**Directive 1**
According to the passage on salt and the salt tax, what percentage of the British Raj's tax revenue came from the salt tax?
**Directive 2**
In the passage on salt and the salt tax, start with "Yet,  Gandhi's choice" and go on through "protest seriously !", copying that part word for word.
**Directive 3**
Write what follows the last sentence of the passage on salt and the salt tax in India.

**Document excerpt**
## begin

Common salt is a mineral composed primarily of sodium chloride (NaCl), a chemical compound belonging to the larger class of salts; salt in its natural form as a crystalline mineral is known as rock salt or halite. Salt is present in vast quantities in the seawater.  Salt is essential for animal life, and saltiness is one of the basic human tastes. Salt is one of the oldest and most ubiquitous of food seasonings, and salting is an important method of food preservation.

Yet,  Gandhi's choice of the salt tax was met with incredulity by the Working Committee of the Congress,  Jawaharlal Nehru and Dibyalochan Sahoo were ambivalent; Sardar Patel suggested a land revenue boycott instead.  The Statesman, a prominent newspaper, wrote about the choice: "It is difficult not to laugh, and we imagine that will be the mood of most thinking Indians." The British establishment too was not disturbed by these plans of resistance against the salt tax. The Viceroy himself, Lord Irwin, did not take the threat of a salt protest seriously !

Gandhi was firm though.   The salt tax was a deeply symbolic choice, since salt was used by nearly everyone in India, to replace the salt lost by sweating in India's tropical climate.  The salt tax represented 8.2% of the British Raj tax revenue, and hurt the poorest Indians the most significantly.  After the protest gathered steam, the leaders realised the power of salt as a symbol. Nehru remarked about the unprecedented popular response, “it seemed as though a spring had been suddenly released.”

Britain’s Salt Acts prohibited Indians from collecting or selling salt, a staple in the Indian diet. Citizens were forced to buy the vital mineral from the British, who, in addition to exercising a monopoly over the manufacture and sale of salt, also exerted a heavy salt tax.  Defying the Salt Acts, Mohandas Gandhi reasoned, would be an ingeniously simple way for many Indians to break a British law nonviolently.

## end

(Some records)
## begin

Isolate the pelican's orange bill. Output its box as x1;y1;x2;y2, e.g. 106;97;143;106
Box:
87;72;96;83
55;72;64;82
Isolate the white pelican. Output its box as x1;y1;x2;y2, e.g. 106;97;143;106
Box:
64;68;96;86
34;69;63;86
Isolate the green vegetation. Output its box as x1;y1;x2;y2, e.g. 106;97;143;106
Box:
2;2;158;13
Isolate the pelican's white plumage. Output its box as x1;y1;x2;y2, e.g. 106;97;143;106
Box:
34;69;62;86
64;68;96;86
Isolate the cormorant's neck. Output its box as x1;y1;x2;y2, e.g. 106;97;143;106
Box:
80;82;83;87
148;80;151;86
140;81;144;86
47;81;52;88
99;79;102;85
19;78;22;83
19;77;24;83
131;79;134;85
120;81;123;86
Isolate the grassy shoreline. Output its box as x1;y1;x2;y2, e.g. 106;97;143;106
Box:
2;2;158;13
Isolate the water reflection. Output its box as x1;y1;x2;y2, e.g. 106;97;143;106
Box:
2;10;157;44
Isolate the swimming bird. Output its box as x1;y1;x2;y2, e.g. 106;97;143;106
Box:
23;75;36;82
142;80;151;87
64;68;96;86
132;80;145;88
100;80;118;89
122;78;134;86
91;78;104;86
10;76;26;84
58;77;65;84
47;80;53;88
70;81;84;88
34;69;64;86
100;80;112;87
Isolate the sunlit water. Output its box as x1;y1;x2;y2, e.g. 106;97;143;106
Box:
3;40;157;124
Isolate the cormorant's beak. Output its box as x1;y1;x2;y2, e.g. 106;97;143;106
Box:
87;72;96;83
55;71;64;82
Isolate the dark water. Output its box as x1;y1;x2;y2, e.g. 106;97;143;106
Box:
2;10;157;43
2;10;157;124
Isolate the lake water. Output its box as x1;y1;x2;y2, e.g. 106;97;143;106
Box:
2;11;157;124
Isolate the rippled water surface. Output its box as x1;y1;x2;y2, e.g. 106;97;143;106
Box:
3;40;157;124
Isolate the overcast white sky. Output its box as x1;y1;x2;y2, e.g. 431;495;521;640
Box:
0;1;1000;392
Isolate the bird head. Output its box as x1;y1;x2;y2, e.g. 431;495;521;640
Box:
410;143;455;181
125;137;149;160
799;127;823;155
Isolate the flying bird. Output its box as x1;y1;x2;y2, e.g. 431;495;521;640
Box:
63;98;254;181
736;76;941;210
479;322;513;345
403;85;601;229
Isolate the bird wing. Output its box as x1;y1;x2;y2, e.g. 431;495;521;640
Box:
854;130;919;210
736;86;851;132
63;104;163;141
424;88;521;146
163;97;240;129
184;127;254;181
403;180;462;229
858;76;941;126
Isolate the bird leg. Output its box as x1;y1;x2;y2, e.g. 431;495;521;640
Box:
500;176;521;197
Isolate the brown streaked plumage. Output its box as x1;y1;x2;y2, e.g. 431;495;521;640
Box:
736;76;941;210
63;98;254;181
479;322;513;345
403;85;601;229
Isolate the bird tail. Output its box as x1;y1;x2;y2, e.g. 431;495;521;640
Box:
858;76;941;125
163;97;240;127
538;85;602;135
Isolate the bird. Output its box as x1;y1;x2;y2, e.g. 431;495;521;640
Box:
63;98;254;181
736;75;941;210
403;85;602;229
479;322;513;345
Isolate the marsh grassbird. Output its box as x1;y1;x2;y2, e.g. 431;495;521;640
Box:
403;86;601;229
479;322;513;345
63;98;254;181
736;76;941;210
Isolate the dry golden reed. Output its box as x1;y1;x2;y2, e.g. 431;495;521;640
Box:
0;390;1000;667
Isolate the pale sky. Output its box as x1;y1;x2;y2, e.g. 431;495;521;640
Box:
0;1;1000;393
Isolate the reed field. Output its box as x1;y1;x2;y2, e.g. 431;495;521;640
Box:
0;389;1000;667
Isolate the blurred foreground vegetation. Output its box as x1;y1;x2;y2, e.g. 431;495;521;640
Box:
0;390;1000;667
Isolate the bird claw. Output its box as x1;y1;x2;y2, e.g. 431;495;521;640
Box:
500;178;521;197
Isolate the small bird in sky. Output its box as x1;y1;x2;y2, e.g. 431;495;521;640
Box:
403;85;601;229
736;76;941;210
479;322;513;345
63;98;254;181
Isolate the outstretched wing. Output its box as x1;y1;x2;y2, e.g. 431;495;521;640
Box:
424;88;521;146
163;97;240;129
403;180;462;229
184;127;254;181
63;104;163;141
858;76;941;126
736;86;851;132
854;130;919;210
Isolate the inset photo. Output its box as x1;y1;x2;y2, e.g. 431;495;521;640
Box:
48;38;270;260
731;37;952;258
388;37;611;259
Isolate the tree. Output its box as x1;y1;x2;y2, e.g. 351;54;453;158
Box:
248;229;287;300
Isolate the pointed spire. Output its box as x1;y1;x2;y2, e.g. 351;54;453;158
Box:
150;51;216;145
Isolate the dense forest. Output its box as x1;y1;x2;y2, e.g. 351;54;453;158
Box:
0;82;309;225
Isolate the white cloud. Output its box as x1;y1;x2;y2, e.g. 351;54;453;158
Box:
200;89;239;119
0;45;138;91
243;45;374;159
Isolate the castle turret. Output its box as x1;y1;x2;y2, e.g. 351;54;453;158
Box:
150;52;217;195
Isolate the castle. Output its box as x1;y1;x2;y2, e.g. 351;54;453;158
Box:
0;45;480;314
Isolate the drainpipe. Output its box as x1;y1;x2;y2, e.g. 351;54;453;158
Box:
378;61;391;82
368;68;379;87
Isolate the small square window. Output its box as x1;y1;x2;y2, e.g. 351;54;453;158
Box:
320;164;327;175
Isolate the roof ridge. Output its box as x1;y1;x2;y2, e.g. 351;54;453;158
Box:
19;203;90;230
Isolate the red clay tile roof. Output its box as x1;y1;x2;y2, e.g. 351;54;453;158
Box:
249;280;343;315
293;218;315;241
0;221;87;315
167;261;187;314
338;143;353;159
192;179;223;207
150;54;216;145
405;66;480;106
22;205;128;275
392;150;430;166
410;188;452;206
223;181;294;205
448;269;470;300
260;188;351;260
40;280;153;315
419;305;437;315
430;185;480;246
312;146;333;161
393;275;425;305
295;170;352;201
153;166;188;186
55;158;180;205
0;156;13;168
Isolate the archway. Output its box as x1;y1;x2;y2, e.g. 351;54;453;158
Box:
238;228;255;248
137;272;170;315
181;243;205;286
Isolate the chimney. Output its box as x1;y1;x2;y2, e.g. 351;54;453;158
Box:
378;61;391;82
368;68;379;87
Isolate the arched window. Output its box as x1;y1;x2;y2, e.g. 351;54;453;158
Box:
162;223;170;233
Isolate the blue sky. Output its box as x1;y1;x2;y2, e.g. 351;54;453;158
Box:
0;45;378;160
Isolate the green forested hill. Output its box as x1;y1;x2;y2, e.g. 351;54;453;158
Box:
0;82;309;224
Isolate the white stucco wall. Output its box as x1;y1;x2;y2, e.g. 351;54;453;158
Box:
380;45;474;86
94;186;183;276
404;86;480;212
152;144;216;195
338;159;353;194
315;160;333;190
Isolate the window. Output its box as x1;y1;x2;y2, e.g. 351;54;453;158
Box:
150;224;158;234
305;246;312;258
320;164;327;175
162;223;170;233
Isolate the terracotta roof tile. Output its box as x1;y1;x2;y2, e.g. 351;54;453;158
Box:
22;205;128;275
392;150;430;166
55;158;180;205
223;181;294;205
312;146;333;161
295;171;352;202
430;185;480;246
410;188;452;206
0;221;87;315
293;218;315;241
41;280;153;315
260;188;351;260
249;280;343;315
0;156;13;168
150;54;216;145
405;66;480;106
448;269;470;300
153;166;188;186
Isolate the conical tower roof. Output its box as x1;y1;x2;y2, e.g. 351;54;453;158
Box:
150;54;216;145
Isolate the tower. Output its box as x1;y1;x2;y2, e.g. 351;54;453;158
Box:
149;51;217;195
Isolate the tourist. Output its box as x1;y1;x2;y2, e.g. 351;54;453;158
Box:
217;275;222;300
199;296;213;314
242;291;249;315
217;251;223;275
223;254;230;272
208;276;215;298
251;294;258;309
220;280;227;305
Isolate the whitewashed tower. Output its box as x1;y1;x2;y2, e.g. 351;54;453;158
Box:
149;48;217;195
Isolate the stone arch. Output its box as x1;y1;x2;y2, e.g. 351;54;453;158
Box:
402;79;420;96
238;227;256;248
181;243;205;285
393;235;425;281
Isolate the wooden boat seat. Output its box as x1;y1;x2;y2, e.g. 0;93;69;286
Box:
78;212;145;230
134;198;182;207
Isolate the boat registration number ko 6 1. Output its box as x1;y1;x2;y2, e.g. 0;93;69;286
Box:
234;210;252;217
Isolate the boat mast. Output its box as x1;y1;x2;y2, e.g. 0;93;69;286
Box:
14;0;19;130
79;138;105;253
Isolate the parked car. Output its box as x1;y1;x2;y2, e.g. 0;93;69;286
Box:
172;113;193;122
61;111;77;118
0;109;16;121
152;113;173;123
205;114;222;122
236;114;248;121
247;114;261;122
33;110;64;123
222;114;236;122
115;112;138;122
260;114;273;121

## end

**Written response 1**
8.2%

**Written response 2**
Yet,  Gandhi's choice of the salt tax was met with incredulity by the Working Committee of the Congress,  Jawaharlal Nehru and Dibyalochan Sahoo were ambivalent; Sardar Patel suggested a land revenue boycott instead.  The Statesman, a prominent newspaper, wrote about the choice: "It is difficult not to laugh, and we imagine that will be the mood of most thinking Indians." The British establishment too was not disturbed by these plans of resistance against the salt tax. The Viceroy himself, Lord Irwin, did not take the threat of a salt protest seriously !

**Written response 3**
The Dandi March, also known as the Salt Satyagraha, began on 12th  March 1930 and was a direct action campaign of tax resistance triggering the wider Civil Disobedience Movement. Gandhi himself,  led the Dandi march from his base, Sabarmati Ashram near Ahmedabad, to the coastal village of Dandi, located at a small town called Navsari, in the state of Gujarat. As he continued on this 24-day, 240-mile (390 km) march to Dandi to produce salt without paying the tax, growing numbers of Indians joined him along the way.

~ -  and on this day [6th April] in 1930 at 6:30 am, Gandhi broke the salt laws sparking  large scale acts of civil disobedience against the British Raj salt laws.  After making salt at Dandi, Gandhi continued southward along the coast, producing salt and addressing meetings on the way. Gandhi was arrested on the midnight of 4–5 May 1930, just days before the planned action at Dharasana.  The satyagraha against the salt tax continued for almost a year, ending with Gandhi's release from jail and negotiations with Viceroy Lord Irwin at the Second Round Table Conference.  Over 80,000 Indians were jailed as a result of the Salt Satyagraha. However, it failed to result in major concessions from the British.

Down under in our own Tamilnadu,  his close associate Sri C. Rajagopalachari, who would later become independent India's first Governor-General, organized the Vedaranyam salt march in parallel on the east coast. His group started from Tiruchirappalli, in Madras Presidency, to the coastal village of Vedaranyam.  Rajaji  too was arrested by the British. There was another hero - Sardar Vedaratnam Pillai, famous philanthropist who was alongside Rajaji.  In the year 1931 Vedaratnam was conferred with the title of ‘Sardar’ at the meeting of the Tamil Nadu Agriculturists and labourers at Tirunelveli, for his exploits in the Vedaranyam Salt March.
Sri Rajaji at VEdaranyam – The Hindu photo

With regards – S. Sampathkumar

6th April 2015.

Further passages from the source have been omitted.